#### Written exercise:
In the records below, find the line containing "shaped like (32,219)."; copy exactly that line and all lines after it to the end, and nothing else.
+ + +
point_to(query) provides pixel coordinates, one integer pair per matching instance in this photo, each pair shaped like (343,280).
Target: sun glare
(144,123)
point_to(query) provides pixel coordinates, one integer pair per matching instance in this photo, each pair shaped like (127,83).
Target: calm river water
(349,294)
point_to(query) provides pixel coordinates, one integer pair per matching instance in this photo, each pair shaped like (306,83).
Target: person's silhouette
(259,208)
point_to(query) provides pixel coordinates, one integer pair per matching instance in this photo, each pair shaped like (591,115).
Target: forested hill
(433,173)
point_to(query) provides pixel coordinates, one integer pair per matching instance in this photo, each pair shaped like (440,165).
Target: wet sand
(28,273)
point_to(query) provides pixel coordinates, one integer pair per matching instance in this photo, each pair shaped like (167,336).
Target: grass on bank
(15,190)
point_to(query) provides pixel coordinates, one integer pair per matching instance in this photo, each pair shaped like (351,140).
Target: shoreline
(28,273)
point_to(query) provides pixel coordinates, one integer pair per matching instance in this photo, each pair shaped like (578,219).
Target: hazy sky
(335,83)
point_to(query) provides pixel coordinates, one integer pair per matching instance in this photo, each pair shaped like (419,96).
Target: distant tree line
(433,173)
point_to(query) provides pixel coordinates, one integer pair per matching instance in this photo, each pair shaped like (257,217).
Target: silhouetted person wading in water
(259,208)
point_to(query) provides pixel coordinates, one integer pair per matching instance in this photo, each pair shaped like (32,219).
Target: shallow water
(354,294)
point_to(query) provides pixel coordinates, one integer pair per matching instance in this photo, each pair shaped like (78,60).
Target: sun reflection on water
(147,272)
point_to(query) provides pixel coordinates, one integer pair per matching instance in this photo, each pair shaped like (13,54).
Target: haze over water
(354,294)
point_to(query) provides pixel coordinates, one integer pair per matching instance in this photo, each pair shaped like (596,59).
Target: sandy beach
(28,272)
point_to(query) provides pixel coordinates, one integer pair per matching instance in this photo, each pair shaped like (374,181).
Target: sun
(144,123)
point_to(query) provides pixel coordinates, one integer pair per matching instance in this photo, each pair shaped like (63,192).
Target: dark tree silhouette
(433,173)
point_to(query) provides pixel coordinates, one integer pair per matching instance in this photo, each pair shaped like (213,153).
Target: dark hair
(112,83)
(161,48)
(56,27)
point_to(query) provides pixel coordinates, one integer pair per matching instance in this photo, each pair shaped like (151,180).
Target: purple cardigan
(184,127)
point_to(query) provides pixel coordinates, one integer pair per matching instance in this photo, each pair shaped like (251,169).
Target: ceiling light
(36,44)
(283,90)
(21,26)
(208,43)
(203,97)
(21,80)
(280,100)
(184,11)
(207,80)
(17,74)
+ + +
#### Exercise output:
point_to(query) provides pixel coordinates, one integer pair per matching instance in this photo, each pair shaped like (32,219).
Target: shallow water
(354,294)
point_to(query) provides pixel coordinates, one integer pair per matching instance in this photo, each pair shaped like (78,60).
Target: sun reflection on water
(147,272)
point_to(query) provides pixel coordinates, one integer pair per matching instance in this photo, each pair shaped like (13,54).
Target: haze over water
(354,294)
point_to(query) provides pixel coordinates, one integer pair per matching instance in this photo, each pair shaped like (596,59).
Target: sandy beach
(28,272)
point_to(query) provides pixel coordinates, one integer pair per matching instance in this photo, each pair shaped like (374,181).
Target: sun
(144,123)
point_to(query) provides pixel coordinates, one integer pair per matching instance in this photo, each pair shaped like (63,192).
Target: dark tree silhouette
(433,173)
point_to(query) provides pixel coordinates, one integer pair per matching instance in this photo, each pair shaped like (213,153).
Target: dark hair
(112,83)
(161,48)
(56,27)
point_to(query) provides pixel coordinates, one integer pair per matching instance in this photo, each pair shaped like (151,180).
Target: purple cardigan
(184,127)
point_to(query) provides pixel coordinates, one integer pair per matching instance in this photo, each pair shaped like (251,169).
Target: ceiling light
(36,44)
(283,90)
(21,26)
(208,43)
(203,97)
(21,80)
(280,100)
(184,11)
(207,80)
(17,74)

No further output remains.